* WRITTEN INSTRUCTION
Only the lines starting at the one that contains "Tag the dark red" and running to the end should be repeated, exactly as written.

* START DATA TO PROCESS *

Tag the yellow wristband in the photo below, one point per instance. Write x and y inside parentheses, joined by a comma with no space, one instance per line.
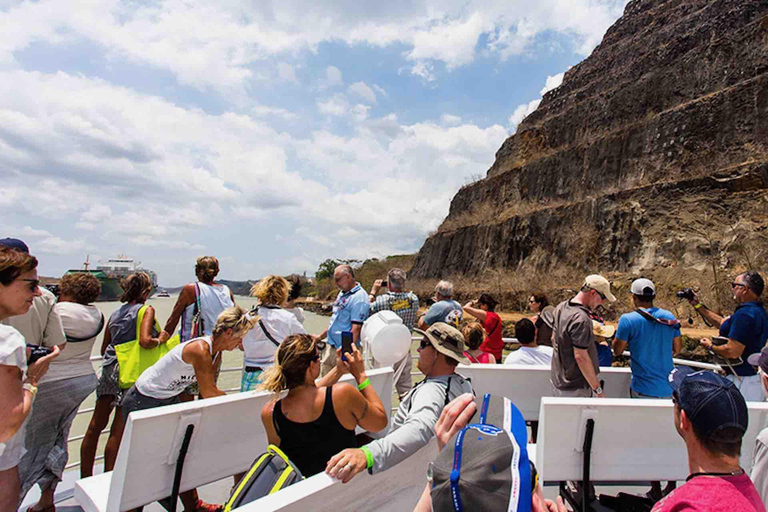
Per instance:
(368,457)
(364,384)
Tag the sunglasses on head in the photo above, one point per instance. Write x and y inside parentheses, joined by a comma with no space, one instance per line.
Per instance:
(33,284)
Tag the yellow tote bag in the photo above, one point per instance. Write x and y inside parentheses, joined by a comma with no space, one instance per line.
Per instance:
(133,359)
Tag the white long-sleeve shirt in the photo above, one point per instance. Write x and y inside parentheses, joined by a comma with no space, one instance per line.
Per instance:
(414,423)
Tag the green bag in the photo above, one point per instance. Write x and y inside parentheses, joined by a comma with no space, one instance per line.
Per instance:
(133,359)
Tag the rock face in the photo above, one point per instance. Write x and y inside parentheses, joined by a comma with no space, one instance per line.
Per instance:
(653,152)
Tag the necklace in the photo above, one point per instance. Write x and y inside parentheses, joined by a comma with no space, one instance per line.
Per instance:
(736,472)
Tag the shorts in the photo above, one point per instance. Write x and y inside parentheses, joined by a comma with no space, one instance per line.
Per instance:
(109,383)
(251,378)
(133,400)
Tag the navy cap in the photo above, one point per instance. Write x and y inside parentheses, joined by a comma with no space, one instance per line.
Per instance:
(711,402)
(760,359)
(14,243)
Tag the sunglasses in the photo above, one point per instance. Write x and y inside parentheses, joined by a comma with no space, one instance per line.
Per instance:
(33,284)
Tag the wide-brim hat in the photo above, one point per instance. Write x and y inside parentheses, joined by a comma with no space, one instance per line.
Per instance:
(447,340)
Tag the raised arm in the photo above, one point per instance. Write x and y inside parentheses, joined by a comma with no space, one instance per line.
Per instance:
(186,297)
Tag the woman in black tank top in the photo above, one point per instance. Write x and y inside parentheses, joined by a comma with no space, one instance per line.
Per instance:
(305,424)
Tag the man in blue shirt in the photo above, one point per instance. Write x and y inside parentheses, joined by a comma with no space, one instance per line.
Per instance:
(653,335)
(350,310)
(445,309)
(746,330)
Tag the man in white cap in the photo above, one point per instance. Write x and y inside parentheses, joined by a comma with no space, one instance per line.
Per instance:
(574,360)
(653,336)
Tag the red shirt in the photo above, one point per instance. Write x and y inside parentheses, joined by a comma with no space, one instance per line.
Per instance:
(493,343)
(713,494)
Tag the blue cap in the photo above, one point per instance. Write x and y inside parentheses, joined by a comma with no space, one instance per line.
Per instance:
(711,402)
(14,243)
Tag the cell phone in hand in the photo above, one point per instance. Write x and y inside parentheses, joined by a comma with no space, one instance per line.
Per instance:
(37,352)
(346,344)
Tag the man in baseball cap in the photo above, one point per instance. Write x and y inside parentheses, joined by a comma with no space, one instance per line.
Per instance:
(440,351)
(575,360)
(711,416)
(760,465)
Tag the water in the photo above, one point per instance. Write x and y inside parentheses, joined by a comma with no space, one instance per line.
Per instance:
(314,324)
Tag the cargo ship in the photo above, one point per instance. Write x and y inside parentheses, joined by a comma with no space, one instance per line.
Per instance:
(111,272)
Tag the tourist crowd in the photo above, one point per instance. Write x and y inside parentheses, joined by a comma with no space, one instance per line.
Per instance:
(46,373)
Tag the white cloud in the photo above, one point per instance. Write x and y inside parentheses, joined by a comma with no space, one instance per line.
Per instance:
(286,73)
(524,110)
(224,45)
(361,89)
(333,76)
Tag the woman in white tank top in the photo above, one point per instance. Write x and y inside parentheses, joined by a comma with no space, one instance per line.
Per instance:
(195,361)
(214,298)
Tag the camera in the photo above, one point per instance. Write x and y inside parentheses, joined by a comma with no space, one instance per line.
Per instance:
(37,352)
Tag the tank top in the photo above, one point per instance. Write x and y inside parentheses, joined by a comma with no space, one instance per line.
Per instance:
(213,300)
(310,445)
(122,328)
(170,375)
(483,358)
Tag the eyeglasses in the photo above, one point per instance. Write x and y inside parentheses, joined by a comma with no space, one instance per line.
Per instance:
(33,284)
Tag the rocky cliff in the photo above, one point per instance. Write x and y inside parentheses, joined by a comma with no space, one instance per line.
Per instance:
(652,153)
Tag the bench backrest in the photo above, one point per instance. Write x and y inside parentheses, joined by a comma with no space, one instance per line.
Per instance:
(525,385)
(634,440)
(228,436)
(395,490)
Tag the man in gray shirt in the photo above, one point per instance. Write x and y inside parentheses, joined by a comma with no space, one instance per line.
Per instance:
(413,426)
(574,360)
(759,473)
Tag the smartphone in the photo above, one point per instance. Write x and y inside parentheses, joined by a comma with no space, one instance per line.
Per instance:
(346,344)
(37,352)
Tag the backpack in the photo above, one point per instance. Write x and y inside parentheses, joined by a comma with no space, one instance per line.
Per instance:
(269,473)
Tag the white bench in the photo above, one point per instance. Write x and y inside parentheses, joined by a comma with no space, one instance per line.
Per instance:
(526,385)
(228,435)
(395,490)
(632,441)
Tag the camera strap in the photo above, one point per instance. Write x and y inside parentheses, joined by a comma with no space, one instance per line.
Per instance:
(663,321)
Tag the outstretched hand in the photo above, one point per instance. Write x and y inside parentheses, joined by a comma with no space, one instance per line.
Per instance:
(455,416)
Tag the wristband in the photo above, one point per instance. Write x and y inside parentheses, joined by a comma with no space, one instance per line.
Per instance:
(31,388)
(368,457)
(364,384)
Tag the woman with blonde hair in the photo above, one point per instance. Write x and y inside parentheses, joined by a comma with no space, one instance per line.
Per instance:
(18,379)
(474,334)
(317,418)
(275,324)
(192,362)
(121,328)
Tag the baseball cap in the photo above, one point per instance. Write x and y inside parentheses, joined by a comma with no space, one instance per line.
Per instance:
(601,285)
(760,359)
(485,466)
(447,340)
(14,243)
(644,287)
(711,402)
(602,330)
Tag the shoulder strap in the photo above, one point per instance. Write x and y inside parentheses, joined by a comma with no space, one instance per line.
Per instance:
(662,321)
(266,333)
(74,339)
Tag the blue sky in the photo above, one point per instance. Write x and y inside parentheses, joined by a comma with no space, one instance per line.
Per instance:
(272,135)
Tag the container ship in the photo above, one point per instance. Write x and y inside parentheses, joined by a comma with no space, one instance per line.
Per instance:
(110,272)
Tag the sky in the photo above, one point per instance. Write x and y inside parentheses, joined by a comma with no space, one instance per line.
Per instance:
(270,134)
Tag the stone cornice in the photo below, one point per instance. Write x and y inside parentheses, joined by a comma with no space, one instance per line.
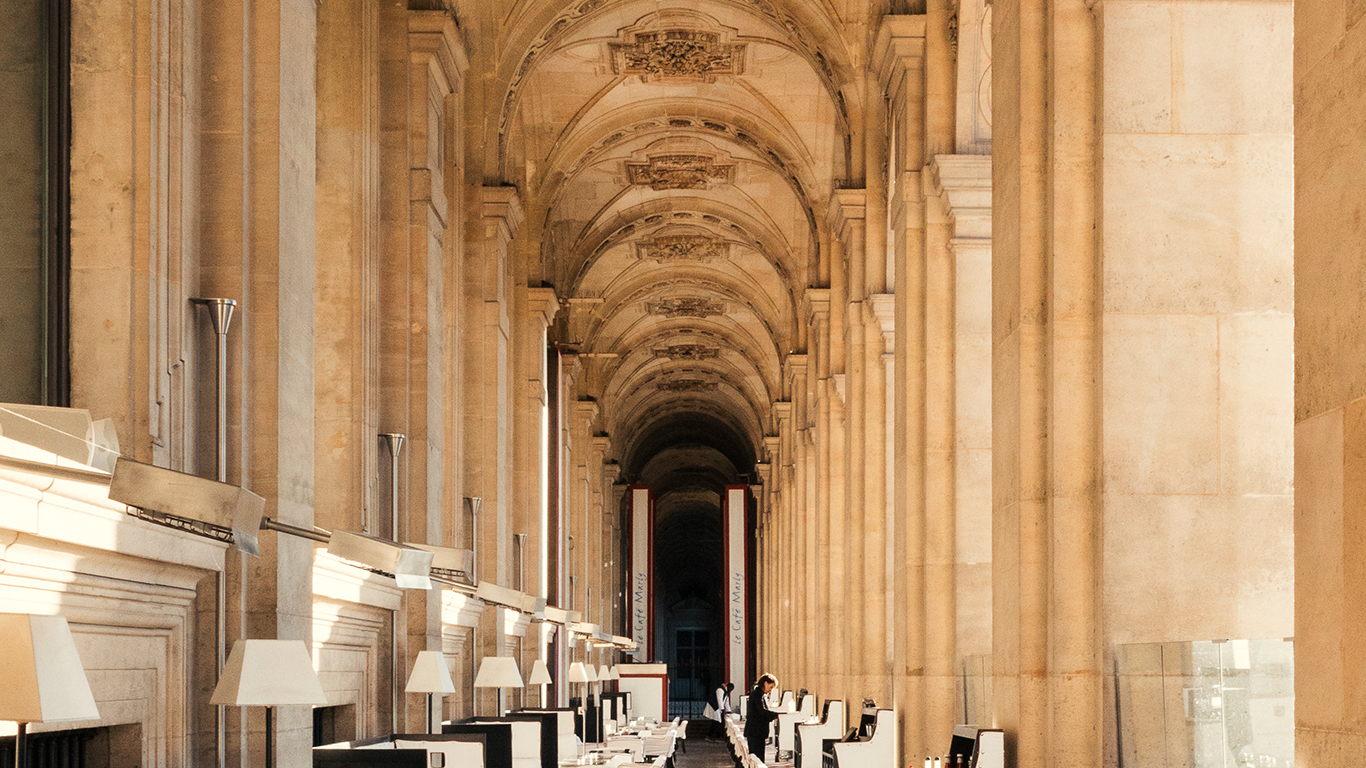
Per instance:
(783,410)
(586,409)
(846,208)
(963,185)
(432,34)
(339,580)
(503,205)
(544,304)
(817,304)
(883,308)
(899,48)
(461,610)
(797,365)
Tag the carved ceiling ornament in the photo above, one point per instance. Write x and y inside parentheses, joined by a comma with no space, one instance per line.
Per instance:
(685,308)
(570,17)
(682,248)
(678,53)
(687,351)
(679,172)
(686,386)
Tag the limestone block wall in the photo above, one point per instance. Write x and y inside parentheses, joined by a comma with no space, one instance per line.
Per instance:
(1329,381)
(1197,320)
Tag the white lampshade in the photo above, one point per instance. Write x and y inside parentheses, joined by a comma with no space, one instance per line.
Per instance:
(268,673)
(540,673)
(430,674)
(499,671)
(40,671)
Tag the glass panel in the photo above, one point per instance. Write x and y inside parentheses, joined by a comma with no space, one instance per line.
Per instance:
(22,187)
(1206,704)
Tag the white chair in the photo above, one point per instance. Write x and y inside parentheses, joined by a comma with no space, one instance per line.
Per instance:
(877,752)
(810,737)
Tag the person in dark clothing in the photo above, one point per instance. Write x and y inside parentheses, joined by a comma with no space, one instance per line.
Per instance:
(758,716)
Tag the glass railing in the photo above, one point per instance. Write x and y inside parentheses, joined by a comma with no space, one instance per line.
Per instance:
(1206,704)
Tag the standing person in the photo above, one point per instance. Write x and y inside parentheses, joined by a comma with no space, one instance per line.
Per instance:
(723,700)
(758,716)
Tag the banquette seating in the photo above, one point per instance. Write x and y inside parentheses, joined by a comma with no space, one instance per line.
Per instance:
(787,722)
(870,750)
(810,738)
(567,744)
(406,750)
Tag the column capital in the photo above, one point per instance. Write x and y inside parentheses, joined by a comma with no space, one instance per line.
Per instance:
(503,208)
(817,304)
(898,49)
(783,409)
(542,304)
(883,309)
(435,40)
(848,208)
(586,409)
(764,470)
(963,186)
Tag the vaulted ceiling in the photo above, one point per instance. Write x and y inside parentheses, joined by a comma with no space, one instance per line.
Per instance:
(675,160)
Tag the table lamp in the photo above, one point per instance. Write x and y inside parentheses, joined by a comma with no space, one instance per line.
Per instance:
(268,673)
(41,675)
(430,675)
(540,677)
(499,673)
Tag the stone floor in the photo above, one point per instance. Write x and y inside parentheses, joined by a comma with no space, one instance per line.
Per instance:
(705,748)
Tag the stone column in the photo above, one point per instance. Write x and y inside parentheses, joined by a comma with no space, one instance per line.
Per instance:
(258,144)
(899,55)
(413,343)
(962,186)
(489,403)
(1045,379)
(1329,390)
(829,560)
(802,552)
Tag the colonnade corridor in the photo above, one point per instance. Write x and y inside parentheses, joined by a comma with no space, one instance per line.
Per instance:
(989,362)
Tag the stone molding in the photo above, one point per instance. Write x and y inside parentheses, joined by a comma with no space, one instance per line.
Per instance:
(542,305)
(817,304)
(687,306)
(512,622)
(883,309)
(687,386)
(461,610)
(339,580)
(679,171)
(847,207)
(898,49)
(963,186)
(502,208)
(679,248)
(435,38)
(687,351)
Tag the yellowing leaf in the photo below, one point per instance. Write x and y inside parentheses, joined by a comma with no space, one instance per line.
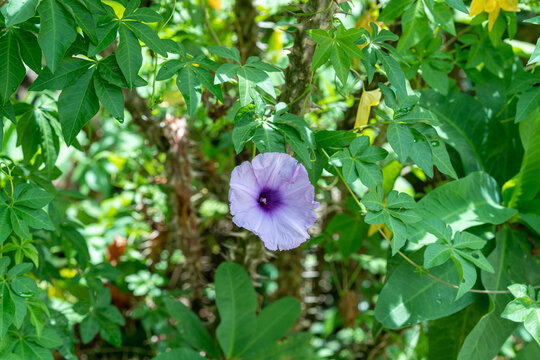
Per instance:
(215,4)
(367,100)
(493,8)
(118,8)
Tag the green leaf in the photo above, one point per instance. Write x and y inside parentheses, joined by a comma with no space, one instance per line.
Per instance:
(69,69)
(29,48)
(458,5)
(190,327)
(394,73)
(49,143)
(145,15)
(179,354)
(56,32)
(401,140)
(341,63)
(236,302)
(148,36)
(190,87)
(77,104)
(12,69)
(446,335)
(89,328)
(272,324)
(111,97)
(463,203)
(35,218)
(511,266)
(409,297)
(436,254)
(106,34)
(535,56)
(128,55)
(393,9)
(5,223)
(226,72)
(527,103)
(415,26)
(268,140)
(532,324)
(16,12)
(83,17)
(7,309)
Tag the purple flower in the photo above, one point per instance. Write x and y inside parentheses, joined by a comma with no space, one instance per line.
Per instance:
(272,197)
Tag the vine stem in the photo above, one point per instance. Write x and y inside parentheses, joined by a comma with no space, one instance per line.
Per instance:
(405,257)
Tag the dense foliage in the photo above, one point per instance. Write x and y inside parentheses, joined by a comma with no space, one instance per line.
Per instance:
(418,122)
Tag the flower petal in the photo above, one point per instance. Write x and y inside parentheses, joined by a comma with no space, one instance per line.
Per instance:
(271,169)
(244,190)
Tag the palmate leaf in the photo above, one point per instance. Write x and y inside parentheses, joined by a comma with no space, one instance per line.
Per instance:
(56,33)
(128,54)
(511,266)
(77,104)
(408,297)
(12,69)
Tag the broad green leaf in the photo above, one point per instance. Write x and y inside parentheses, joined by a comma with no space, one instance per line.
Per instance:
(179,354)
(35,218)
(29,350)
(190,327)
(89,328)
(511,266)
(145,15)
(267,139)
(401,140)
(394,73)
(409,297)
(446,335)
(148,36)
(12,69)
(105,36)
(128,54)
(236,302)
(7,309)
(190,87)
(29,48)
(49,143)
(169,68)
(83,17)
(415,26)
(463,203)
(77,104)
(458,5)
(272,324)
(527,103)
(226,72)
(16,12)
(527,185)
(69,69)
(111,97)
(436,254)
(56,33)
(33,197)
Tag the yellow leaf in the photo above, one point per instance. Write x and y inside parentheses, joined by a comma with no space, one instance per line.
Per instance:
(216,4)
(118,8)
(367,100)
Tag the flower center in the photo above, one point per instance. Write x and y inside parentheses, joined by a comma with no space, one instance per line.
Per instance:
(269,199)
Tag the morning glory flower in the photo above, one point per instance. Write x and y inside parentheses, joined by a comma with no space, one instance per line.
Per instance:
(272,197)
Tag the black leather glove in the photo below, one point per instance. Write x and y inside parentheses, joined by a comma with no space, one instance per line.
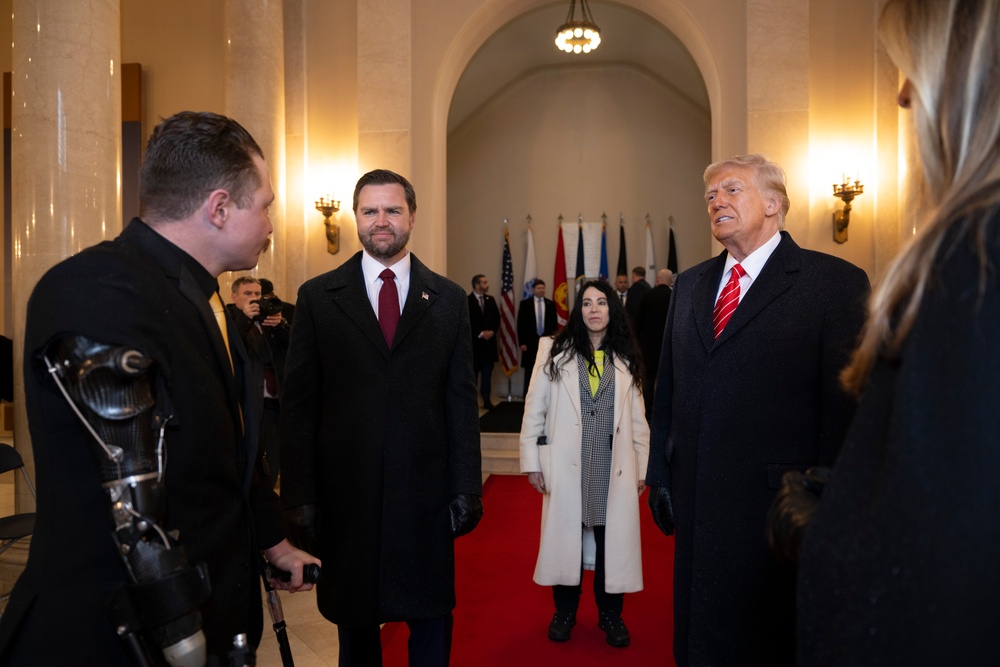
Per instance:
(465,510)
(662,508)
(792,510)
(303,527)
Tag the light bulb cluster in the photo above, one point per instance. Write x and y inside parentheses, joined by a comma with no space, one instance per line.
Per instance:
(578,37)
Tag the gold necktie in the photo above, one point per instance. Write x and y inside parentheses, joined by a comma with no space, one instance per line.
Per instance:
(220,318)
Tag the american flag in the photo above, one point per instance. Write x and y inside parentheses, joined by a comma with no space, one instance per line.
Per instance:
(508,327)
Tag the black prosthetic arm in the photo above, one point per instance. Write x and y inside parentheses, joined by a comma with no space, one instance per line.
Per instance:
(111,389)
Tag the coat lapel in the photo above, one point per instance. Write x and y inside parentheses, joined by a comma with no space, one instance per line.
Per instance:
(774,279)
(350,295)
(566,363)
(423,292)
(703,299)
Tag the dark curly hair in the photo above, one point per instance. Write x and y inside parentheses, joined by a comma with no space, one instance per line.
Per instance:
(619,341)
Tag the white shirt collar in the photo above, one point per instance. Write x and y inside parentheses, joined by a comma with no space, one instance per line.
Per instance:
(371,268)
(753,263)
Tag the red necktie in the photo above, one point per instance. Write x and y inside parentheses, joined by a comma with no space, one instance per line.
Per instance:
(388,306)
(728,300)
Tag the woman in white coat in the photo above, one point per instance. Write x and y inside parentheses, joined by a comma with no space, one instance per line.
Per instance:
(584,445)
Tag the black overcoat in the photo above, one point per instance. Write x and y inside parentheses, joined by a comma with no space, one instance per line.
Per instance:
(380,440)
(138,290)
(487,318)
(730,417)
(899,566)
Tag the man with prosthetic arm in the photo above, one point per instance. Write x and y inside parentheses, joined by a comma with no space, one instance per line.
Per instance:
(143,421)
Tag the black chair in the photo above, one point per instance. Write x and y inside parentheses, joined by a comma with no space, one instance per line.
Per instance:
(15,526)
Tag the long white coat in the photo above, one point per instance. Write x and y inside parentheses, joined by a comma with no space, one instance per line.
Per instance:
(552,409)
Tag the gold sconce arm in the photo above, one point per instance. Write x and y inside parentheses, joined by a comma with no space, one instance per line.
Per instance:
(328,207)
(846,191)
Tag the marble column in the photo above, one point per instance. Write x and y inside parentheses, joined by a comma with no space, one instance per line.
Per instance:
(66,150)
(255,97)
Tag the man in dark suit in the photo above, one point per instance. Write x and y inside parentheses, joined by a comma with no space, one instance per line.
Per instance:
(265,338)
(636,291)
(747,389)
(536,318)
(380,433)
(145,296)
(650,321)
(267,292)
(484,316)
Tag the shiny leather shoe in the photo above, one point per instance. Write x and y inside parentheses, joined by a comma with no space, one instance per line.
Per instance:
(562,623)
(614,628)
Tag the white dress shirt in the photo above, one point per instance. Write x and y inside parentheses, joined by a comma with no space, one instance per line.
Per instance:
(752,264)
(371,268)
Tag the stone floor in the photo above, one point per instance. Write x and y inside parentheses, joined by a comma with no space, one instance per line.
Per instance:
(313,639)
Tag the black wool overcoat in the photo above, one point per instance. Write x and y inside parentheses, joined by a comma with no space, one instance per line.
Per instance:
(899,565)
(380,439)
(139,291)
(730,416)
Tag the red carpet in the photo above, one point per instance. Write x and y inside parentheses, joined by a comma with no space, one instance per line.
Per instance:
(502,615)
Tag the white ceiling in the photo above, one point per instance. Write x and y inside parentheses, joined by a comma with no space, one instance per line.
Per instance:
(629,38)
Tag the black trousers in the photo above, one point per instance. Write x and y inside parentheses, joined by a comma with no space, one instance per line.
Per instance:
(429,644)
(567,598)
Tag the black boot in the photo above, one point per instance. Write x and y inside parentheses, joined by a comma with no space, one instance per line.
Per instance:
(562,623)
(614,629)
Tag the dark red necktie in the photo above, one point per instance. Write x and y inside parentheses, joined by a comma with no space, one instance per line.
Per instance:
(388,306)
(728,300)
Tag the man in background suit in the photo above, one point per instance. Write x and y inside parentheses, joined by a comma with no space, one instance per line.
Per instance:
(484,316)
(739,402)
(380,433)
(536,318)
(266,341)
(267,292)
(649,324)
(204,194)
(636,291)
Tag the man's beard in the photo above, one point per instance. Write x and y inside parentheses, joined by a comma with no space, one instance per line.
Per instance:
(385,250)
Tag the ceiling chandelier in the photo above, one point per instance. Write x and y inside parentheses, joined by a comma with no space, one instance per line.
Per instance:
(578,36)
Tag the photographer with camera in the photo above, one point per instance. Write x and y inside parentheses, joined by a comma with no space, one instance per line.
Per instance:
(264,332)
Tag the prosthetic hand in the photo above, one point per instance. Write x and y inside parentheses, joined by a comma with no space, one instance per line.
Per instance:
(793,509)
(662,508)
(111,390)
(304,524)
(464,512)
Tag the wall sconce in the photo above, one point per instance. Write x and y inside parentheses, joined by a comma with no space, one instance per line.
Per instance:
(841,219)
(328,207)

* END DATA TO PROCESS *

* IN RESPONSE
Tag the dark red necktie in the photo above, one point per instance. Write x and y inside parentheses, joined by a comma with no space, one instance per line.
Per instance:
(388,306)
(728,300)
Tag the man in background suit in the photo above, one point per instance. Write x and y inside parentheses, joined by a comma with no space, one instance per line.
Per instance:
(484,316)
(739,402)
(380,433)
(536,318)
(266,341)
(267,292)
(649,324)
(204,194)
(636,291)
Tag the man's beard in the photo above, one point per instance. Write x and y inside parentheses, joined by a comma with no space, one instance per line.
Per instance:
(385,250)
Tag the ceiling chandelier in the photo above, one point per instance. Write x and y inside parentheses, joined by a comma with no space, one instance per line.
Per instance:
(578,36)
Tag the photographer with camera in the photo above, one point per instance. Write x and y inside parentheses, joined by a comma with no space, one instance per line.
Per instance:
(264,332)
Tag the prosthetic hand in the photo above, one point per instance. Write x and y inside parentheses, joined by a comma with no space, one instance per line.
Per instance:
(793,509)
(662,508)
(111,390)
(304,524)
(464,512)
Tag the wall sconce in the photo above, one point per instance. Write x and y inside parentheses, joined by a comma with no space, one instance per line.
Per instance:
(841,219)
(328,207)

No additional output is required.